- **LE PROBLÈME**
Les affirmations ci-dessous concordent-elles avec le texte sur Nicolas Sarkozy et les électeurs du FN ? Pour chacune, répondez par oui ou par non et citez les mots décisifs du texte. 1. Nicolas Sarkozy a tenu un meeting au Raincy, en Seine-Saint-Denis. 2. François Hollande s'oppose au vote des étrangers aux élections locales. 3. Les étrangers européens n'ont pas encore le droit de vote aux élections locales.

- **PAGE**
::::

À la pêche aux frontistes
« Le vote FN n’est pas répréhensible. Marine Le Pen est compatible avec la République« , lance Nicolas Sarkozy à Longjumeau, mardi 24 avril 2012. Il clarifie encore son positionnement deux jours plus tard, lors de son meeting au Raincy, en Seine-Saint-Denis. Le président sortant insiste alors sur toute une série de mesures propices à charmer les électeurs FN. En tête de liste, la fameuse « présomption de légitime défense » pour les policiers, non-sens juridique mais tactique politicienne efficace, en réaction au fait divers tragique qui a eu lieu la veille à Noisy-le-Sec. Puis suivent la réaffirmation de la préférence nationale, la restriction des flux migratoires, l’encadrement strict du regroupement familial, l’interdiction d’accès aux aides sociales pour les immigrés qui n’ont pas dix ans de présence en France assortis de cinq ans de cotisations. Et l’opposition ferme au vote des étrangers aux élections locales, défendu par François Hollande. « Si c’est pour demander, comme à Lille, des horaires différenciés dans les piscines pour les femmes et les hommes, nous disons non. Si c’est pour demander, dans les hôpitaux, des médecins différents pour les femmes et pour les hommes, nous disons non. Et pour nos cantines scolaires, nous disons que nous voulons les mêmes menus pour tous les enfants de la République parce qu’elle est laïque », lance Nicolas Sarkozy dans son discours. Un distinguo bien particulier entre étrangers européens, qui, on oublie souvent de le rappeler, ont déjà le droit de vote lors des élections locales, et les non Européens – ou faut-il dire africains et maghrébins ? – dont le vote serait donc nécessairement « communautaire ». Tout en réaffirmant les racines chrétiennes de la France et de l’Europe, Nicolas Sarkozy s’avance de nouveau sur la pente glissante de l’identité nationale et son refus de la « mettre en danger ». Lorsque les commentateurs l’accusent de draguer les électeurs du FN, Nicolas Sarkozy dément, en affirmant que c’est bien lui, la cible principale de Marine Le Pen.

::::

- **DONNÉES FOURNIES**
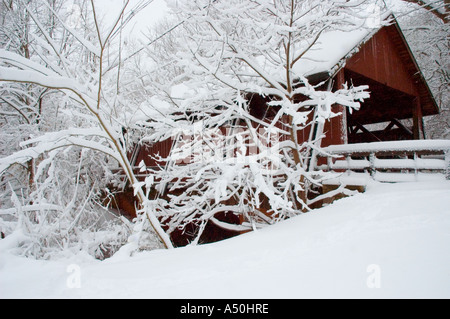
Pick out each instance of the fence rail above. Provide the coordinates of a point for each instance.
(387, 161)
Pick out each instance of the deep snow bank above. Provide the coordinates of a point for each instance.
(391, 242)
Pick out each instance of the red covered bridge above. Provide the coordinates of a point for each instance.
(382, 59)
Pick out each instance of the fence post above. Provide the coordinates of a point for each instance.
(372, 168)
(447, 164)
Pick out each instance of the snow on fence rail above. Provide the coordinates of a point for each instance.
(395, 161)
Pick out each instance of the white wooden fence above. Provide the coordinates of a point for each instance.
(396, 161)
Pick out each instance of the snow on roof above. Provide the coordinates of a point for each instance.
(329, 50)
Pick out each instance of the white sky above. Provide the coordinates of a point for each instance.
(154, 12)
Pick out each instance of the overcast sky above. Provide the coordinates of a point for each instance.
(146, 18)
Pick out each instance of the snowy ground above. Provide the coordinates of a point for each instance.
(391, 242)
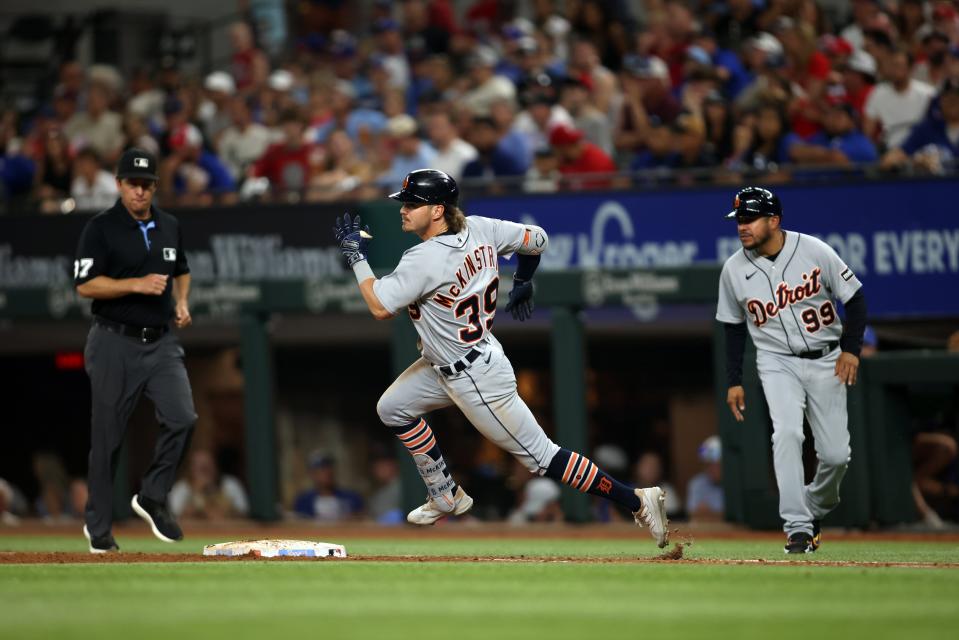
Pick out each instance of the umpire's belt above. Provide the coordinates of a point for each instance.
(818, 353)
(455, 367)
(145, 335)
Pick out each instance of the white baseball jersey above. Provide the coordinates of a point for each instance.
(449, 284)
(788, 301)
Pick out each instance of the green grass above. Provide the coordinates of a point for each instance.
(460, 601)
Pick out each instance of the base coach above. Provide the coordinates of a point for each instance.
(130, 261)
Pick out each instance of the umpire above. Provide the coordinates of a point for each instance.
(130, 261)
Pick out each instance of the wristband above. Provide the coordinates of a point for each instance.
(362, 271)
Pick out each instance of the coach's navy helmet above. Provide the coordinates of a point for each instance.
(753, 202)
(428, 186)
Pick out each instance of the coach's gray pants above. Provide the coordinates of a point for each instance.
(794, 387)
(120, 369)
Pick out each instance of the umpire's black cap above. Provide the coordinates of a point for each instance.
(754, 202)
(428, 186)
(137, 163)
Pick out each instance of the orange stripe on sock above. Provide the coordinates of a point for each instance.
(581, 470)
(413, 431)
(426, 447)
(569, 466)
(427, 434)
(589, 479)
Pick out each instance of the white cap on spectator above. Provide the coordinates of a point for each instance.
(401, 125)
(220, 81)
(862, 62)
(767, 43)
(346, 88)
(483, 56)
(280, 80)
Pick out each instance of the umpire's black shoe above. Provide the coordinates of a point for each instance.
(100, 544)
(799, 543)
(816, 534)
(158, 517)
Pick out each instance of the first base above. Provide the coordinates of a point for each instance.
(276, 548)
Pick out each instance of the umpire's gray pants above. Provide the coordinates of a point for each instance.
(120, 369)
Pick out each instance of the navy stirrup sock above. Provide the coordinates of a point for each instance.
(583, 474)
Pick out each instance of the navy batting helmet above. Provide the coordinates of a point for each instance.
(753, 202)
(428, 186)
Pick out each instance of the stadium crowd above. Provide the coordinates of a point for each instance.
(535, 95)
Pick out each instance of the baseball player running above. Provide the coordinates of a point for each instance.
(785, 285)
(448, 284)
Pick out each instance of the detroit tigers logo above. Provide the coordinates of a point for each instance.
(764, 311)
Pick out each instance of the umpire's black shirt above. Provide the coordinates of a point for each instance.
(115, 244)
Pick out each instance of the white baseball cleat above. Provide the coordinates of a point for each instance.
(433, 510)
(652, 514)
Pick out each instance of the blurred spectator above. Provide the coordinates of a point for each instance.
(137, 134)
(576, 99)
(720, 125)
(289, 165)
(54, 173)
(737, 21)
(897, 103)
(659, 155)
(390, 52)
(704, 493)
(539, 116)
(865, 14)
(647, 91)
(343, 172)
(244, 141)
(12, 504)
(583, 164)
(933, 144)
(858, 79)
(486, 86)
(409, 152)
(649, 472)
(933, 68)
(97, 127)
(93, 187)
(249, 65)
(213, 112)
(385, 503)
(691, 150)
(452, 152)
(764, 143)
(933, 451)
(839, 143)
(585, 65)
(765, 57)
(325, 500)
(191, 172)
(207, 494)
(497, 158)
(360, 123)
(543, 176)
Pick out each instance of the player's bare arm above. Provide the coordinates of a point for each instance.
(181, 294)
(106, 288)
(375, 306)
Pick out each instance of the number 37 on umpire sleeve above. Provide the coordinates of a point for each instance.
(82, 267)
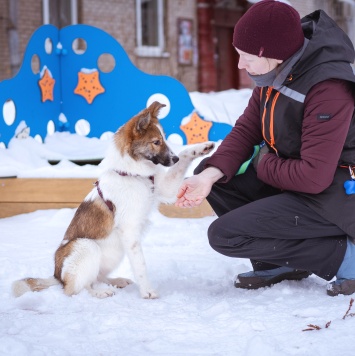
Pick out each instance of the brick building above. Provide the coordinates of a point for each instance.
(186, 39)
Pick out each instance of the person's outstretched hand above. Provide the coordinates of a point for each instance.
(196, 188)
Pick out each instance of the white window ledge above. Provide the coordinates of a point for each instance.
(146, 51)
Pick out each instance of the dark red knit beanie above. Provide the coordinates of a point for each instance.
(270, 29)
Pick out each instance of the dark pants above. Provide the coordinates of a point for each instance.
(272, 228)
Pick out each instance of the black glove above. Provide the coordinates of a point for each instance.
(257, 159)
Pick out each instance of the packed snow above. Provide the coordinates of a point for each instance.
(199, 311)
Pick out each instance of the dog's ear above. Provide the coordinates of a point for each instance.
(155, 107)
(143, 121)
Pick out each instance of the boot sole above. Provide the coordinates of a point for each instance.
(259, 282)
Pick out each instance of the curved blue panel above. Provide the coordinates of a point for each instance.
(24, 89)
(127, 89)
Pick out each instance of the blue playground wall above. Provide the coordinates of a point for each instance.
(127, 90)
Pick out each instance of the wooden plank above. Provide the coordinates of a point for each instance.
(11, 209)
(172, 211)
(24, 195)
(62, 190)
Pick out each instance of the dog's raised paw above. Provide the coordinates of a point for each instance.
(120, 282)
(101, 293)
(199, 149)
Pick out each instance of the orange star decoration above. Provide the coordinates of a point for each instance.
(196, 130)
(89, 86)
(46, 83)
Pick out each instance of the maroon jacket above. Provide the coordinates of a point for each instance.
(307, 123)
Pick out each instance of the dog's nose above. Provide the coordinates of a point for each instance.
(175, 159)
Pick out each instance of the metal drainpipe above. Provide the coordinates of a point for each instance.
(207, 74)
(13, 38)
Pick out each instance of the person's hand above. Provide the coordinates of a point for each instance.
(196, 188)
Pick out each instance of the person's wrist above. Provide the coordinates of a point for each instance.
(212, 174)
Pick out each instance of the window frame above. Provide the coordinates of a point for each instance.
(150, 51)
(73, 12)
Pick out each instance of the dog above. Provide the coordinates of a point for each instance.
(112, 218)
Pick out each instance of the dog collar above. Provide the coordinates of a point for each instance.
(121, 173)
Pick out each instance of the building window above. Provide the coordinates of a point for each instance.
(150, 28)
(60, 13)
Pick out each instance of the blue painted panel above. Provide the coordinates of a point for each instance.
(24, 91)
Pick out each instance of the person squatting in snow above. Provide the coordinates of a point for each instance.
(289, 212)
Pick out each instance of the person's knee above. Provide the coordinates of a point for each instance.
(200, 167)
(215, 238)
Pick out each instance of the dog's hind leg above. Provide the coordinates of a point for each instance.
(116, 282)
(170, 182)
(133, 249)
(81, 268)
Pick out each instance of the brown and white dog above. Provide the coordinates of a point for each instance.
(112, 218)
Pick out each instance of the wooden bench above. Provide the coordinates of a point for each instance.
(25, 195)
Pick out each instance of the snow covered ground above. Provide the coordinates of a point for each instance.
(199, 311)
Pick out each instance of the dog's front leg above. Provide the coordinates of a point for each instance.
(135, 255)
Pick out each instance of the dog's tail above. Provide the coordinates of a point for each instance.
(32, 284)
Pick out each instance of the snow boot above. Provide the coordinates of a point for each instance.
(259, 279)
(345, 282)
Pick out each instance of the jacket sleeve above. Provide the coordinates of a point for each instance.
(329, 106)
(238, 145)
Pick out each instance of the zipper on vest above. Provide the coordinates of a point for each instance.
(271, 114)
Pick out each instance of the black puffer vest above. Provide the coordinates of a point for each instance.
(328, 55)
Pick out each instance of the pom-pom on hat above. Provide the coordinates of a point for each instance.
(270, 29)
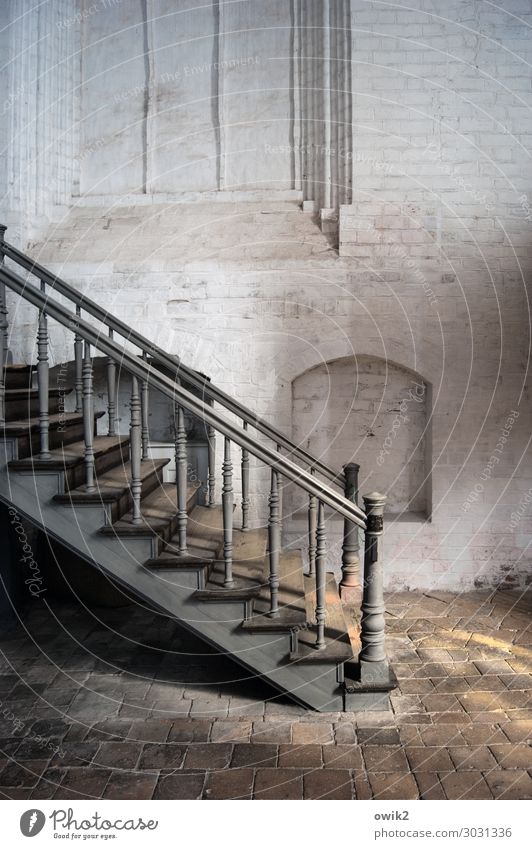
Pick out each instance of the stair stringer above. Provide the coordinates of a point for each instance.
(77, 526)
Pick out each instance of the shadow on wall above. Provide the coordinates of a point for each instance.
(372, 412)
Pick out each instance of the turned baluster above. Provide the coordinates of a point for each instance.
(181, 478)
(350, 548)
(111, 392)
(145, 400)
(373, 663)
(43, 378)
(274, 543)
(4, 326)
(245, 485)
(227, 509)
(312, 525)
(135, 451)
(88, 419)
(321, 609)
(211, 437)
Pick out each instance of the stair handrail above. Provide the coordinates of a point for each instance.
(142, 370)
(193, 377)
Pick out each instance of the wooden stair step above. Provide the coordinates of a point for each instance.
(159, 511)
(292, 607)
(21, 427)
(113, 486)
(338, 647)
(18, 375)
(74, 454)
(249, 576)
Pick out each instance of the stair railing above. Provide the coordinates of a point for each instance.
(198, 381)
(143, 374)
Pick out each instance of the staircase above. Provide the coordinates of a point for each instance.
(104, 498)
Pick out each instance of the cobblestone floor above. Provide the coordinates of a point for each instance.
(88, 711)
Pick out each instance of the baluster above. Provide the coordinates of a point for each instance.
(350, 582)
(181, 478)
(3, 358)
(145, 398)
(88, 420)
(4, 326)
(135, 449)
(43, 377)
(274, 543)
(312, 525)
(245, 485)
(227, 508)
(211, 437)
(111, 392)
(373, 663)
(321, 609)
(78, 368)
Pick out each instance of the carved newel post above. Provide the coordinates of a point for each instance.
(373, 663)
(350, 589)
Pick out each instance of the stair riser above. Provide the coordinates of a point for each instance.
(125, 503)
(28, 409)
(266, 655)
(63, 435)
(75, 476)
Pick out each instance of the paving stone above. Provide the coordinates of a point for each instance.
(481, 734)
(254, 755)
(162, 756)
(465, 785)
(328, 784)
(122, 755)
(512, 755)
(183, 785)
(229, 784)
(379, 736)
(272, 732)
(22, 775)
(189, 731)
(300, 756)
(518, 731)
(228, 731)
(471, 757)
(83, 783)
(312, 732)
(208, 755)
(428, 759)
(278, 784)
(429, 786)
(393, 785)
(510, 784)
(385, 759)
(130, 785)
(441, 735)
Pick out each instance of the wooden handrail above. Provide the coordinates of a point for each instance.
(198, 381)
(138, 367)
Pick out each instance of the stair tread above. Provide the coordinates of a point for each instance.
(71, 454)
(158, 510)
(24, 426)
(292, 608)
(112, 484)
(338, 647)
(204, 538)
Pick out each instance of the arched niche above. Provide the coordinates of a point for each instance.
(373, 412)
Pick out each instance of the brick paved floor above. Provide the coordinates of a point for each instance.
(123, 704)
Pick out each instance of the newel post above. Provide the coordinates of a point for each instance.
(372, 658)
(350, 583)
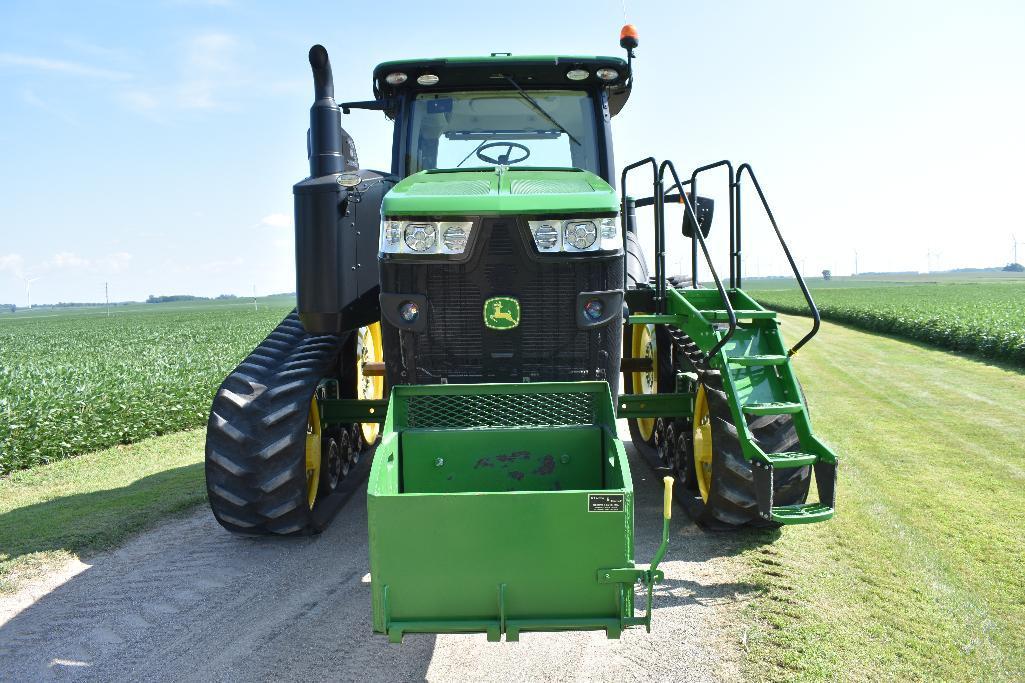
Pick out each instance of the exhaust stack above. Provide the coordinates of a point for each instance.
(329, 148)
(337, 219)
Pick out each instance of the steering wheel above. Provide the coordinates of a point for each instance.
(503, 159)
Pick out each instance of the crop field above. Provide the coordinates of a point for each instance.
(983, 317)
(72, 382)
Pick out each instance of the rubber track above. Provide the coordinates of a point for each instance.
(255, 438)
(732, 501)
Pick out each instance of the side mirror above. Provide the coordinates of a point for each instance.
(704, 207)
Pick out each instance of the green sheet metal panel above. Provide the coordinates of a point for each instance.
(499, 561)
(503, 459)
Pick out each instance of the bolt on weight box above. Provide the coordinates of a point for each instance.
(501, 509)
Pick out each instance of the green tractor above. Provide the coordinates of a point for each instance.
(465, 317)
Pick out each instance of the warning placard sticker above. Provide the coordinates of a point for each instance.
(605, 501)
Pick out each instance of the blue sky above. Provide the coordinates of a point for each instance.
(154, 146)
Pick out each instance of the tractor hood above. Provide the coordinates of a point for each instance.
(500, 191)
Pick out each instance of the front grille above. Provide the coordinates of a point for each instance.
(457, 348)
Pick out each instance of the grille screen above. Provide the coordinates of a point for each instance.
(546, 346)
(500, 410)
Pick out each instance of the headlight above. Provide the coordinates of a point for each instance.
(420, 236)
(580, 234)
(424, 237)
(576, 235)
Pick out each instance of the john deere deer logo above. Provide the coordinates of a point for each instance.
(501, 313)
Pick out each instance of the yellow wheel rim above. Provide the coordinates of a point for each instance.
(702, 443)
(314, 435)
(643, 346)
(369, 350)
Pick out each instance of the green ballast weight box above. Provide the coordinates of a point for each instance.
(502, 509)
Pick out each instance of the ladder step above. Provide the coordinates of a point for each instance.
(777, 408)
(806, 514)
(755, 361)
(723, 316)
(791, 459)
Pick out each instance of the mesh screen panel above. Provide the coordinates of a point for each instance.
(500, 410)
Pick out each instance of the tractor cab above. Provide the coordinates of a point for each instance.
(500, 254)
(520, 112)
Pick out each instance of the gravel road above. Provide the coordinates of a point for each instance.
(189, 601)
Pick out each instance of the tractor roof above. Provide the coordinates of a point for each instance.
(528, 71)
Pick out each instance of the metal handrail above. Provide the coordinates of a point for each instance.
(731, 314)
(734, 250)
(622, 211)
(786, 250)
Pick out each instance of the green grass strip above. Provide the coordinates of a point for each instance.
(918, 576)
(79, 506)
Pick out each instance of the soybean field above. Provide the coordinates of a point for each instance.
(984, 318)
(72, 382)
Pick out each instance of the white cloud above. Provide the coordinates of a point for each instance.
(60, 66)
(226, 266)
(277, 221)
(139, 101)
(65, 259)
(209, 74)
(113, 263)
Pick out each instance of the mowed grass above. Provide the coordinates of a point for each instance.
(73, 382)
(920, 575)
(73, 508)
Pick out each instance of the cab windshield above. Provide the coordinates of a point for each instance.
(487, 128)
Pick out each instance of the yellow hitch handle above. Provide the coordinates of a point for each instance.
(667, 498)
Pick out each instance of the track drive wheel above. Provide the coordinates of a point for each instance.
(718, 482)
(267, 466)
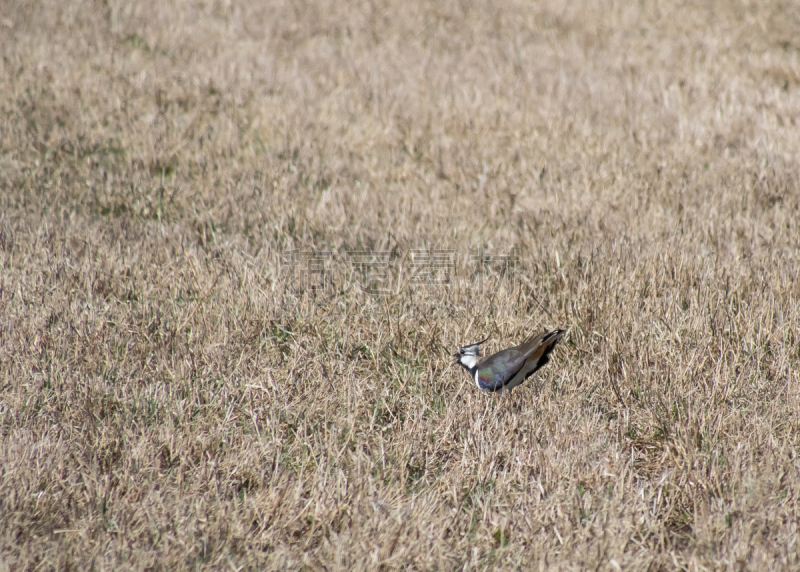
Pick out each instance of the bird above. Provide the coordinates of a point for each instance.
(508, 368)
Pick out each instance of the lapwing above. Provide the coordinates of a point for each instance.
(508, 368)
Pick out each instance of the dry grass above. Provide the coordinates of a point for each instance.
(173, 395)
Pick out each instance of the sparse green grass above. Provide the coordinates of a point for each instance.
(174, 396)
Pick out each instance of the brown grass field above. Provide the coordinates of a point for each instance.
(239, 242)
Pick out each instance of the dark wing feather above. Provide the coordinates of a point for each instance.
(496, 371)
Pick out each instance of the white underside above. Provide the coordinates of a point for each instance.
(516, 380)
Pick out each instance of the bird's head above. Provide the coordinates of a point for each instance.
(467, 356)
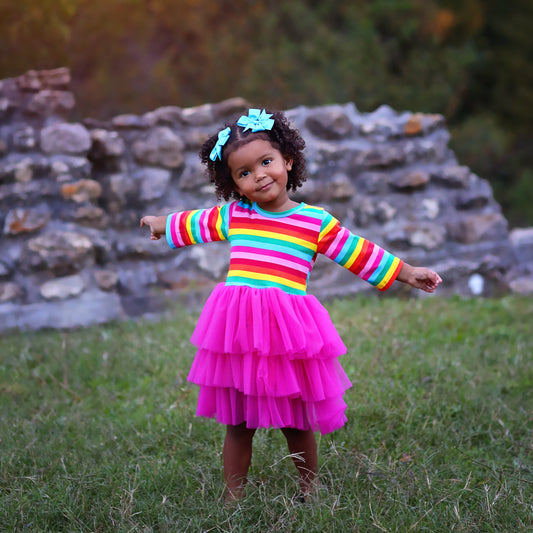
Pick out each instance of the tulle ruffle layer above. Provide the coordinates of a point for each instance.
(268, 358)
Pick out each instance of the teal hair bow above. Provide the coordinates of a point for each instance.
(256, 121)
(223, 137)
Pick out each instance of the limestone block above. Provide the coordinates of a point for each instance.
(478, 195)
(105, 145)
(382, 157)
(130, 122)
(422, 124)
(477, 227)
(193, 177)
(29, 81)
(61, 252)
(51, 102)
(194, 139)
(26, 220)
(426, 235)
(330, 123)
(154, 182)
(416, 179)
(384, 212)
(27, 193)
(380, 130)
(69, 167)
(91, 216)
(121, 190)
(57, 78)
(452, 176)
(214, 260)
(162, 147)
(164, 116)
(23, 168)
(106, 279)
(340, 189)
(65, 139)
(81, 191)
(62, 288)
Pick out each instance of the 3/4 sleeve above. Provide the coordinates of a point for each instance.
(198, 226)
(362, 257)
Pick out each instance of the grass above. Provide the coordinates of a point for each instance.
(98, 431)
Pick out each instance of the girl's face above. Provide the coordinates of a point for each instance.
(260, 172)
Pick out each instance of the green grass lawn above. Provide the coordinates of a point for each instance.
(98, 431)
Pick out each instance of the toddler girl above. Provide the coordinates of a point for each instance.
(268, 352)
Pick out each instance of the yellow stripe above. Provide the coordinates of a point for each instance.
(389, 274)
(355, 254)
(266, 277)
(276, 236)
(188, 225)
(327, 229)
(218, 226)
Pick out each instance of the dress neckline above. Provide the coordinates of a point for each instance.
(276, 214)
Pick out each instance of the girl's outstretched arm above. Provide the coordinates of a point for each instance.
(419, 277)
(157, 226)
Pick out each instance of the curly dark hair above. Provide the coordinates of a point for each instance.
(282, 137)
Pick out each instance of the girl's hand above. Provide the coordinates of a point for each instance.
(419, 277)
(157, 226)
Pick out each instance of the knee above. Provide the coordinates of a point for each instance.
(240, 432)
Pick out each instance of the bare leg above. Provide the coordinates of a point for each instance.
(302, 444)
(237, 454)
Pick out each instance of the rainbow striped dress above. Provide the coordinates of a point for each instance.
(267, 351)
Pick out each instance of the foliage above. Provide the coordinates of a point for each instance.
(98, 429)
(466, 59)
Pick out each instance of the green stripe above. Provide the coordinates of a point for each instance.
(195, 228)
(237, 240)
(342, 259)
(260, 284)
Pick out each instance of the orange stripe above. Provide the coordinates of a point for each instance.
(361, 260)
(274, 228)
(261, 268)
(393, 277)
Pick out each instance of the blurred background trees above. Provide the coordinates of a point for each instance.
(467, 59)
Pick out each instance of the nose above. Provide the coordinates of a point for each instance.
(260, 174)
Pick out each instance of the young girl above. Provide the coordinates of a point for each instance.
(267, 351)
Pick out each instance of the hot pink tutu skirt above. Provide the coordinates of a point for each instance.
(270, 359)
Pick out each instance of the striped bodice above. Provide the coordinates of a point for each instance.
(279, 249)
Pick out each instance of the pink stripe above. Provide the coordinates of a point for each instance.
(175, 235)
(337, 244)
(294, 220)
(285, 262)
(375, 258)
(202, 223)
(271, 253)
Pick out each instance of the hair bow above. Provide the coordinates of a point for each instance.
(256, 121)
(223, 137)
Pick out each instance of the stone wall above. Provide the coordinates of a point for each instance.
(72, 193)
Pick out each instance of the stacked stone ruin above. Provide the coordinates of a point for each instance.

::::

- **RÉPONSE CORRECTE**
1. Oui : « lors de son meeting au Raincy, en Seine-Saint-Denis ».
2. Non : « l’opposition ferme au vote des étrangers aux élections locales, défendu par François Hollande ».
3. Non : « ont déjà le droit de vote lors des élections locales ».